__GIVEN INSTRUCTION__.
Please write out every one of the entries below word for word, keeping them in the order given.

## Start

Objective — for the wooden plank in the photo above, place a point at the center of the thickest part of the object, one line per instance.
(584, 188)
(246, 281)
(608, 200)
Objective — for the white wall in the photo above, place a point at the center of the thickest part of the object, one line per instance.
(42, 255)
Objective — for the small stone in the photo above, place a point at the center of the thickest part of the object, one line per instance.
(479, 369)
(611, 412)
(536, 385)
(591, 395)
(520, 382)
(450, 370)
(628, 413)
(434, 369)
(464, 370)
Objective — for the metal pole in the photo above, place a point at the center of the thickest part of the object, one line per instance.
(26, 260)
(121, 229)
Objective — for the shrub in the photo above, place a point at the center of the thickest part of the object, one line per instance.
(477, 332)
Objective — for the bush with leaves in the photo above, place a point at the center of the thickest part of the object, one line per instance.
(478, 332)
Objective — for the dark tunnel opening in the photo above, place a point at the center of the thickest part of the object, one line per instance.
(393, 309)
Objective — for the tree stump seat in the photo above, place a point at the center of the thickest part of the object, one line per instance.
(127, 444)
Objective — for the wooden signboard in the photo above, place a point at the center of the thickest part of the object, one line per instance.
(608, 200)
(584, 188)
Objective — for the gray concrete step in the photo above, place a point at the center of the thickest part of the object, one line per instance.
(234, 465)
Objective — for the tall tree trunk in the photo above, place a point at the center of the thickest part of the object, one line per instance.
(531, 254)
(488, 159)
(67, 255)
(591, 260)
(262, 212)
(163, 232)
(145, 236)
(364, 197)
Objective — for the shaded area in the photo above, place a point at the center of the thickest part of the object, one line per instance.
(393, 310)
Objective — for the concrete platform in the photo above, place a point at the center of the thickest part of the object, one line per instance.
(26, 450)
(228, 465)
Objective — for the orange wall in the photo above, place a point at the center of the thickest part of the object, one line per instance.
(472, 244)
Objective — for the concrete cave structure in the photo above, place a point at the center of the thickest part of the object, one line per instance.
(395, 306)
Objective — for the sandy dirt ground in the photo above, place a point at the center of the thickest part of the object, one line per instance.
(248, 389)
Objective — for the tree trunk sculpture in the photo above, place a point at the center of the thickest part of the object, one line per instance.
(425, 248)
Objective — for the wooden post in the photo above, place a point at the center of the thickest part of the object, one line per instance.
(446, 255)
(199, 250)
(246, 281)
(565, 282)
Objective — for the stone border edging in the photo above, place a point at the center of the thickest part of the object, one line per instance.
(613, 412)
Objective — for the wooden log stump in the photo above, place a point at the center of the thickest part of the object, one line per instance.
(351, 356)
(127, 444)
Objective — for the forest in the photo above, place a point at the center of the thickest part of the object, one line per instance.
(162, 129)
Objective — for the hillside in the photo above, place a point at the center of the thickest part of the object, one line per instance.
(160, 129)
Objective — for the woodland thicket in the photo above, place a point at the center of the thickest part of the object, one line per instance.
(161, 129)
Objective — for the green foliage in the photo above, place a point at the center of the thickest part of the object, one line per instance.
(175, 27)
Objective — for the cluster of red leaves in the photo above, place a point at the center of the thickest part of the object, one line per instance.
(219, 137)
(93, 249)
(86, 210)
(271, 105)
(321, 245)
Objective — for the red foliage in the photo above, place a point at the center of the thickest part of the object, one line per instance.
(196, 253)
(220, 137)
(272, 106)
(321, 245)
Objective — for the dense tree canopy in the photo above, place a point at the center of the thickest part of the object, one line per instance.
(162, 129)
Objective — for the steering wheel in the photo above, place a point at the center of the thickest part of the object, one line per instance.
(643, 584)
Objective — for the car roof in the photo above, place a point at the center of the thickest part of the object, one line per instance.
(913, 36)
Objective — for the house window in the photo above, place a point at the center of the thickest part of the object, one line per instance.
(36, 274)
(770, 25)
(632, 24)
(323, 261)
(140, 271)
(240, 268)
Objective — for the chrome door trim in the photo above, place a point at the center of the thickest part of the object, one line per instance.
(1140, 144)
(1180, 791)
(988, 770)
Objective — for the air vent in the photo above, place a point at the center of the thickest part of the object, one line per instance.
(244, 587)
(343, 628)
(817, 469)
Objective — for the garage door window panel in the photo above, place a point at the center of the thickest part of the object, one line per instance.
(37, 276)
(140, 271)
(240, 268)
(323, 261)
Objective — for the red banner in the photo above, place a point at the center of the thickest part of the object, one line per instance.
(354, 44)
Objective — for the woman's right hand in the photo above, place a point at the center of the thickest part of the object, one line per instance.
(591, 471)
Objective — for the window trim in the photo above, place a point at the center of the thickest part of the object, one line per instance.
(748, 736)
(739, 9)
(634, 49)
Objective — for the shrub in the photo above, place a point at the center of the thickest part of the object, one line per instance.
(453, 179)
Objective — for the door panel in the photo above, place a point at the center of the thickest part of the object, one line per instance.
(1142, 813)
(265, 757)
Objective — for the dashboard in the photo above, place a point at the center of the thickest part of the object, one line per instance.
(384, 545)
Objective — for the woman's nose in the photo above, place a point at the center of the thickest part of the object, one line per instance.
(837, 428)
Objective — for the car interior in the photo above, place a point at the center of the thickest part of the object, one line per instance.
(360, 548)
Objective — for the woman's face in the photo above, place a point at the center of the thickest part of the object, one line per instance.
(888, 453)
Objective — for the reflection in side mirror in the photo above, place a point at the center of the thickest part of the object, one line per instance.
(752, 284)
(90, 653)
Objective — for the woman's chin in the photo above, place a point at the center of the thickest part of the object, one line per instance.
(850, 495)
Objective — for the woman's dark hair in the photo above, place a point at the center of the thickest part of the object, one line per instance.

## End

__EXERCISE OUTPUT__.
Objective — for the wooden plank in the photo above, place a point at the center of the thickest part of the object, one line per instance.
(584, 188)
(246, 281)
(608, 200)
Objective — for the white wall in the photo above, place a point at the center of the thickest part of the object, one line per instance.
(42, 255)
Objective — for the small stone in the photo above, place a point at the center of the thickest part of the object, one line per instance.
(479, 369)
(611, 412)
(536, 385)
(591, 395)
(520, 382)
(450, 370)
(628, 413)
(434, 369)
(464, 370)
Objective — for the metal pole in the photo above, place a point at the center of the thickest part of the object, one line per instance.
(26, 260)
(121, 229)
Objective — for the shrub in the photo above, place a point at the center of the thickest part of the object, one line per instance.
(477, 332)
Objective — for the bush with leaves in the photo above, place a point at the center of the thickest part of the object, one line per instance.
(478, 332)
Objective — for the dark tunnel opening in the photo above, place a point at the center of the thickest part of the object, one line per instance.
(393, 309)
Objective — for the tree stump seat in the photo above, place a point at the center of the thickest part of the object, one line per instance.
(127, 444)
Objective — for the wooden signboard in the photo above, place a point at the center of the thickest part of the object, one line per instance.
(608, 200)
(584, 188)
Objective — for the gray concrete step in the photo above, place a point at the center of the thickest part of the object, one line per instance.
(234, 465)
Objective — for the tall tree trunk in the photo above, place a point at the center of the thickest part of the object, one line per instance.
(531, 254)
(488, 159)
(67, 255)
(591, 260)
(262, 212)
(163, 232)
(145, 236)
(364, 197)
Objective — for the shaded area in the photo above, place a point at the center of the thickest part of the object, one line per instance.
(393, 310)
Objective — for the concrete platform in the photo above, place a point at the center of the thickest part of the object, one line per instance.
(26, 450)
(228, 465)
Objective — for the orange wall in the photo above, place a point at the center of the thickest part of the object, one line per instance.
(472, 244)
Objective — for the concrete cave structure in the photo above, place a point at the center of the thickest part of the object, one line per instance.
(395, 306)
Objective — for the sandy dirt ground in the photo above, place a point at the center of the thickest part of the object, one line per instance.
(248, 389)
Objective — for the tree trunk sculpture in the photo above, place a point at the center of the thickest part of the object, one line per instance.
(425, 248)
Objective — for the wooden post in the photo above, place a point at the center of the thickest part of the object, one line per instance.
(446, 255)
(199, 250)
(246, 281)
(565, 282)
Objective — for the stone border edging in the photo above, place a point at the center of the thickest part of the object, one line per instance.
(613, 412)
Objective — for the wooden log stump in the photo above, place a point at the center of the thickest part of the object, one line per instance.
(351, 356)
(127, 444)
Objective — for the forest in the photo above, place a point at the center of the thickest part of the object, one line per instance.
(162, 129)
Objective — for the hillside in the photo above, place a point at the center of the thickest part of the object, one line per instance.
(160, 129)
Objective — for the woodland thicket in the photo above, place a point at the center of the thickest part of the object, one line per instance.
(161, 129)
Objective — for the green foliage in the photo above, place a point at the center of the thickest part of the object, one line per instance.
(175, 27)
Objective — for the cluster of red leaves in the photo above, place a point at the center of the thickest part of the object, one line per instance.
(219, 137)
(93, 249)
(86, 210)
(271, 105)
(321, 245)
Objective — for the red foliage in the photo above, place a point at the center of the thickest part of the object, one line per instance.
(196, 253)
(220, 137)
(272, 106)
(321, 245)
Objective — for the dense tree canopy in the photo above, place a point at the center of the thickest part of the object, one line per instance.
(162, 129)
Objective — for the steering wheel in the photo above, place a point at the center of the thickest part of the object, one line per instance.
(643, 584)
Objective — for the car roof in the photo above, place a point at the center of the thickest part of the object, one line per instance.
(913, 36)
Objective — for the house window in the photo above, place a point at the center of the thickest part of the object, one line per instance.
(36, 274)
(770, 25)
(632, 24)
(323, 261)
(140, 271)
(240, 268)
Objective — for the chrome door trim in the photo above, place a point at the center of the thickest part of the object, one line per instance.
(1140, 144)
(1180, 791)
(988, 770)
Objective — for the air vent in the photo above, place a point at the center of the thickest part of the object, one line per instance.
(244, 587)
(343, 628)
(817, 469)
Objective — for the garage door window panel in the photo above, place a point at the center of the thickest part of the object, one line per instance.
(37, 276)
(140, 271)
(240, 268)
(323, 261)
Objective — for the red banner in the photo above, place a point at the center of the thickest part of the object, one line per instance.
(354, 44)
Objective — for the woman's right hand in the photo above, place a point at the center of the thickest part of the object, one line per instance.
(591, 471)
Objective — for the window trim in the photo above, place a point at the center of the thickest part of the object, one line per instance.
(748, 736)
(739, 9)
(634, 49)
Objective — for the shrub in the photo above, place a point at the center of the thickest part of the object, one line per instance.
(453, 179)
Objective — for the door panel in the photo above, place a point at the center of the thickest part of the object, one line per instance.
(1142, 813)
(265, 757)
Objective — for the dashboard in the photo above, place a point at the center of the thickest part of the object, one line per instance.
(384, 545)
Objective — for the woman's nose in the photo above, place a point at the center of the thickest part of the object, one line per instance.
(837, 428)
Objective — for the car interior in the photo above, place a point at the center of the thickest part of the object, one line per instance.
(360, 548)
Objective — for the woman's face in the photo above, place a point at the center of the thickest part of the object, one line per instance.
(888, 453)
Objective — for the reflection in side mirror in the photo above, place a point at the center of the thickest part of the object, one line per instance.
(752, 284)
(90, 653)
Objective — for the woman's chin in the photo above, place a point at the center of the thickest part of the object, one line per instance.
(850, 495)
Objective — for the woman's dark hair in the photo above, place a point at the center of the thickest part of the object, one line per instance.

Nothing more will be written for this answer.